# Relaxing the Cosmological Moduli Problem by Low-scale Inflation

**Authors:** Shu-Yu Ho, Fuminobu Takahashi, Wen Yin

arXiv: 1901.01240 · 2019-05-22

## TL;DR

This paper demonstrates that low-scale inflation can significantly reduce the cosmological abundance of string axions, alleviating the moduli problem without fine-tuning, over a broad range of axion masses and decay constants.

## Contribution

It introduces a mechanism where low-scale inflation naturally suppresses axion abundance by aligning initial misalignment angles, relaxing cosmological constraints without fine-tuning.

## Key findings

- Axion abundance is reduced with low Hubble scale inflation.
- Bounds on axion mass and decay constant are satisfied over wide parameter ranges.
- The mechanism applies to multiple axions and the QCD axion.

### Given information
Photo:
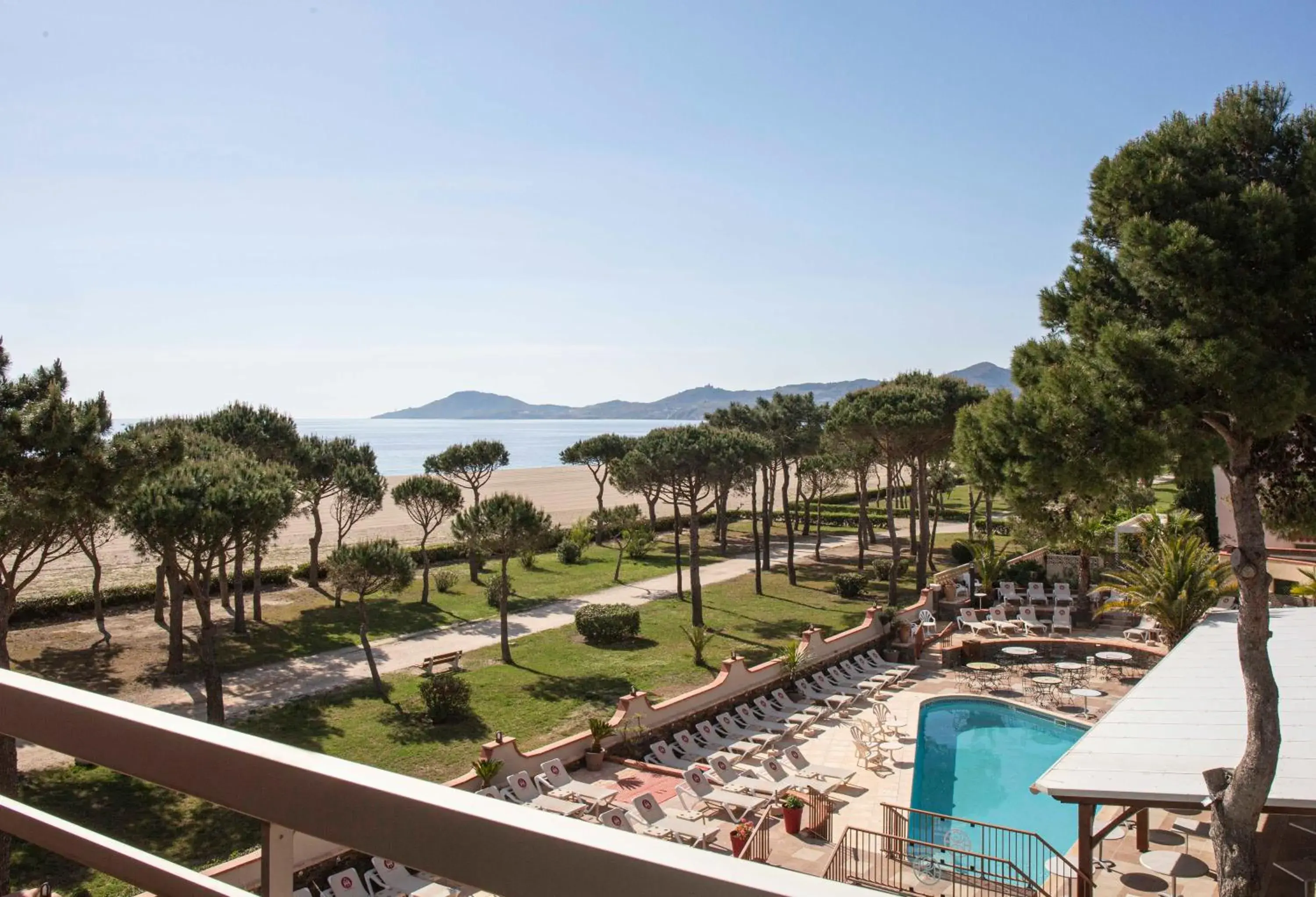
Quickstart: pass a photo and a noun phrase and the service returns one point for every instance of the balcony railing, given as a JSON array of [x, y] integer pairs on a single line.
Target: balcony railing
[[499, 847]]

### The tasks
1. According to the paper summary, the abundance of what does low-scale inflation significantly reduce?
2. Reproduce the paper summary word for word from "It introduces a" up to and including "wide parameter ranges.".
The material has no connection to the paper summary.

### Answers per task
1. The cosmological abundance of string axions.

2.
It introduces a mechanism where low-scale inflation naturally suppresses axion abundance by aligning initial misalignment angles, relaxing cosmological constraints without fine-tuning.

## Key findings

- Axion abundance is reduced with low Hubble scale inflation.
- Bounds on axion mass and decay constant are satisfied over wide parameter ranges.